According to the text about the Krumbach bus shelters, how many architects each designed one shelter?

-- START Text shown --

Seven architects from around the globe have teamed up to give one small Austrian town a de facto architectural bus tour, each designing one bus stop shelter for a project called (wait for it) BUS:STOP. Models for this septuplicated design bonanza were released last fall, and boy, oh, boy, did forest-obsessed Japanese architect Sou Fujimoto's entry (↑) draw out the classic "I can't believe these so-called architects can get away with designing things that are so functionless" response. Incredulous philistines take heart; the rest of the shelters are in fact shelters in the traditional sense of keeping the elements at bay. That being said, they still up the "WOW! Factor" of the roadsides in the rural enclave of Krumbach quite a bit. Did Fujimoto and co. just turn this place into the Marfa, Texas of Central Europe?
↑ The Ensamble Studio entry was once described as a "Flintstones bus shelter" lacking only a "brontosaurus pulling up and saying something like 'it's a living.'" In actuality, it's based on the dry-stacked wood plank technique used to build barns in the region, "resulting in a low-res construction process that can crystallize in many forms, ambiguous between the sculptural and the inhabitable," and that role could also be filled by a stegosaurus.

-- END Text shown --
-- START Excerpted data --

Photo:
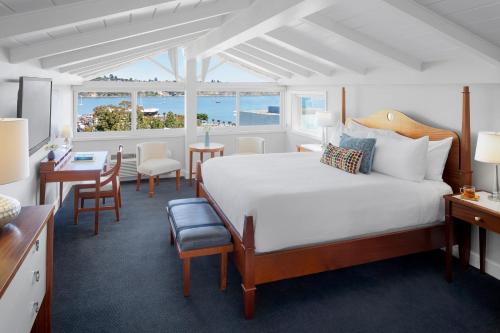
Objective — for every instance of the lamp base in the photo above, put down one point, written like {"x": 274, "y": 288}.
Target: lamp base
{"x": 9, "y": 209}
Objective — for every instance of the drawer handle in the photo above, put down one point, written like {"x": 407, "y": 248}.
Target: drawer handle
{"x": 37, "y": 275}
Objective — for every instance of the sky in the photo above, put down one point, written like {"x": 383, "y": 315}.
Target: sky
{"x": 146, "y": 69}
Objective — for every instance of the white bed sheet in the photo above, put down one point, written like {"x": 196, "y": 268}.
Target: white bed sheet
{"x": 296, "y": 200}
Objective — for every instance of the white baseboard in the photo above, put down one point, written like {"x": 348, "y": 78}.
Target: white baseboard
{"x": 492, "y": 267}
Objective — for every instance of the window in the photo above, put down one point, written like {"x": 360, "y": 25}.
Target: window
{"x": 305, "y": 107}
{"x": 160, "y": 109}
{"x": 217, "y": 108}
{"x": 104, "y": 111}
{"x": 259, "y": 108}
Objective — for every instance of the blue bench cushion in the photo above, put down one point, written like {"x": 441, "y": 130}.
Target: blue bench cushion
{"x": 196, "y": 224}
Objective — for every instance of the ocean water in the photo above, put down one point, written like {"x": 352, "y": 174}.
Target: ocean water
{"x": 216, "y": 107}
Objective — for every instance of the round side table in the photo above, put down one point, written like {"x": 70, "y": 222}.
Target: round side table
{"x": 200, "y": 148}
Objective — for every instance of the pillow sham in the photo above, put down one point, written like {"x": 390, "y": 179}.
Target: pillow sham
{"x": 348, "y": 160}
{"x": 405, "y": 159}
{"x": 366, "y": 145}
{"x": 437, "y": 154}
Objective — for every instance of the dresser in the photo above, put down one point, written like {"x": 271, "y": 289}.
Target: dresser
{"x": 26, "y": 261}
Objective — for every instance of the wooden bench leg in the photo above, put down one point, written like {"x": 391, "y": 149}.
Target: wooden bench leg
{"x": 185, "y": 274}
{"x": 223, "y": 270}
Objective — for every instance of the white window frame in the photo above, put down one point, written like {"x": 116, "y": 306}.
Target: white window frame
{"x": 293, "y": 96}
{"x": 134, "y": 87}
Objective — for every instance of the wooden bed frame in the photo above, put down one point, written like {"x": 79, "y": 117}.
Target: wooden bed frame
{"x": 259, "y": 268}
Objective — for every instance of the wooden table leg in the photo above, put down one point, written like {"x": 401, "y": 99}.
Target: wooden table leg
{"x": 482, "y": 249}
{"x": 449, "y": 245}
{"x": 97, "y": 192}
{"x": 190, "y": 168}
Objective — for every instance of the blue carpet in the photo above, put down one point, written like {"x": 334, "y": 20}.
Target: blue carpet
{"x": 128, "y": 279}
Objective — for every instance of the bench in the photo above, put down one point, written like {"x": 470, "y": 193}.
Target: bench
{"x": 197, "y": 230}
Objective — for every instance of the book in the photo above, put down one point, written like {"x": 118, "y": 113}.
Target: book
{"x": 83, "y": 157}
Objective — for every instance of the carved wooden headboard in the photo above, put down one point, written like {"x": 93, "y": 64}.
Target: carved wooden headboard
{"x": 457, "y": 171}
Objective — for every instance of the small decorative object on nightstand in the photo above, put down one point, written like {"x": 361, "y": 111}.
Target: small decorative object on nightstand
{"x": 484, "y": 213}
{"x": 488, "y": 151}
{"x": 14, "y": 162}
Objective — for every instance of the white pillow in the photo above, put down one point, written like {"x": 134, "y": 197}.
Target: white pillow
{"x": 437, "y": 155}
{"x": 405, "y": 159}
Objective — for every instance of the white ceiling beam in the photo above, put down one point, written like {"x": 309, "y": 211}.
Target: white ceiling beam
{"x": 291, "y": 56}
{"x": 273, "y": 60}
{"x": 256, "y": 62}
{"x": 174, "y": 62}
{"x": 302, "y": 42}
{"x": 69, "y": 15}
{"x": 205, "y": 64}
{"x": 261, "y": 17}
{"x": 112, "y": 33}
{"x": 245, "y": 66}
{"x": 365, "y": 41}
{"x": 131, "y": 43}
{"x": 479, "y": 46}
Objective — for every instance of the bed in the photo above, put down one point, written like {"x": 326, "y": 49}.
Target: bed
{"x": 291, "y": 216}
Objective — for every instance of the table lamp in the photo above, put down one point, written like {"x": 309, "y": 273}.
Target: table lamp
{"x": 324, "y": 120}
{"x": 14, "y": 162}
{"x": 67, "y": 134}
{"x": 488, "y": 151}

-- END Excerpted data --

→ Result for this exercise: Seven